## [Required task]
Can you repeat the lines below word for word, leaving out the pictures?

[Entries drawn from a collection]
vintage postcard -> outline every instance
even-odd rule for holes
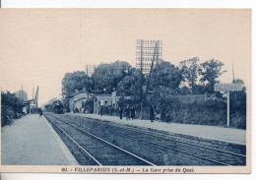
[[[250,173],[250,9],[0,9],[0,172]]]

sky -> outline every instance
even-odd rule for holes
[[[212,58],[251,85],[250,11],[243,9],[1,9],[0,87],[23,89],[39,104],[61,93],[65,73],[127,61],[135,66],[136,39],[162,40],[162,59],[174,65]]]

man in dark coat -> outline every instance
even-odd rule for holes
[[[166,117],[166,112],[165,112],[165,108],[161,108],[161,112],[160,112],[160,120],[165,121],[165,117]]]
[[[131,108],[131,118],[135,119],[135,108],[134,107]]]
[[[99,111],[100,111],[100,116],[102,116],[103,115],[103,107],[102,106],[99,107]]]
[[[119,115],[120,115],[120,119],[122,119],[123,117],[123,108],[119,107]]]

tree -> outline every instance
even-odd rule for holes
[[[200,65],[199,74],[202,76],[200,82],[206,84],[209,92],[214,92],[215,84],[219,83],[217,80],[226,71],[222,71],[224,63],[219,60],[211,59]]]
[[[141,88],[141,71],[132,68],[129,74],[117,84],[117,91],[121,95],[139,95]]]
[[[93,88],[93,81],[84,71],[66,73],[62,79],[62,94],[64,97],[74,93],[75,90],[82,90],[83,88],[87,88],[89,91]]]
[[[199,59],[197,57],[194,57],[192,59],[184,60],[179,63],[183,76],[183,82],[188,84],[188,86],[192,89],[192,91],[194,90],[194,87],[196,86],[198,77],[198,61]]]
[[[159,67],[153,69],[151,87],[161,86],[177,90],[183,81],[182,72],[169,62],[162,61]]]
[[[14,93],[1,92],[1,124],[6,125],[8,118],[13,119],[17,113],[23,112],[23,104]]]
[[[17,98],[21,98],[21,100],[28,100],[28,93],[25,90],[20,90],[14,92],[14,94]]]

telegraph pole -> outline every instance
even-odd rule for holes
[[[140,119],[142,119],[142,76],[143,76],[143,66],[142,66],[142,63],[143,63],[143,39],[141,39],[141,114],[140,114]]]

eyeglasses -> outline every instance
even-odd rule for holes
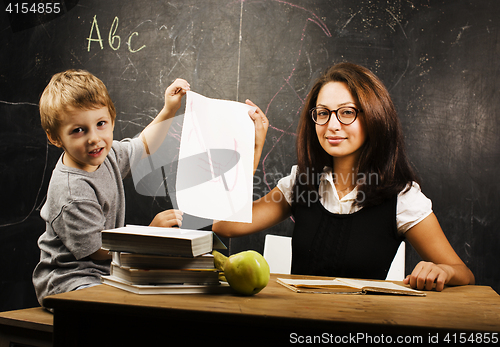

## [Solution for this problem]
vintage postcard -> outline every instance
even-odd rule for holes
[[[250,173],[250,9],[0,9],[0,172]]]

sky -> outline every instance
even-odd rule for holes
[[[212,58],[251,85],[250,11],[243,9],[1,9],[0,87],[23,89],[39,104],[61,93],[65,73],[127,61],[135,66],[136,39],[162,40],[162,59],[174,65]]]

man in dark coat -> outline every instance
even-odd rule for holes
[[[166,117],[166,112],[165,112],[165,108],[161,108],[161,112],[160,112],[160,120],[165,121],[165,117]]]
[[[131,108],[131,118],[135,119],[135,108],[134,107]]]
[[[99,111],[100,111],[100,116],[102,116],[103,115],[103,107],[102,106],[99,107]]]
[[[119,115],[120,115],[120,119],[122,119],[123,117],[123,108],[119,107]]]

tree -> outline every instance
even-odd rule for holes
[[[200,65],[199,74],[202,76],[200,82],[206,84],[209,92],[214,92],[215,84],[219,83],[217,80],[226,71],[222,71],[224,63],[219,60],[211,59]]]
[[[141,88],[141,71],[132,68],[129,74],[117,84],[117,91],[121,95],[139,95]]]
[[[93,88],[93,81],[84,71],[66,73],[62,79],[62,94],[64,97],[74,93],[75,90],[82,90],[83,88],[87,88],[89,91]]]
[[[199,59],[197,57],[194,57],[192,59],[184,60],[179,63],[183,76],[183,82],[188,84],[188,86],[192,89],[192,91],[194,90],[194,87],[196,86],[198,77],[198,61]]]
[[[159,67],[153,69],[151,87],[161,86],[177,90],[183,81],[182,72],[169,62],[162,61]]]
[[[14,93],[1,92],[1,124],[6,125],[8,118],[13,119],[17,113],[23,112],[23,104]]]
[[[17,98],[21,98],[21,100],[28,100],[28,93],[25,90],[20,90],[14,92],[14,94]]]

telegraph pole -> outline every instance
even-odd rule for holes
[[[140,119],[142,119],[142,76],[143,76],[143,66],[142,66],[142,63],[143,63],[143,39],[141,39],[141,114],[140,114]]]

eyeglasses -> outline every instance
even-odd rule for holes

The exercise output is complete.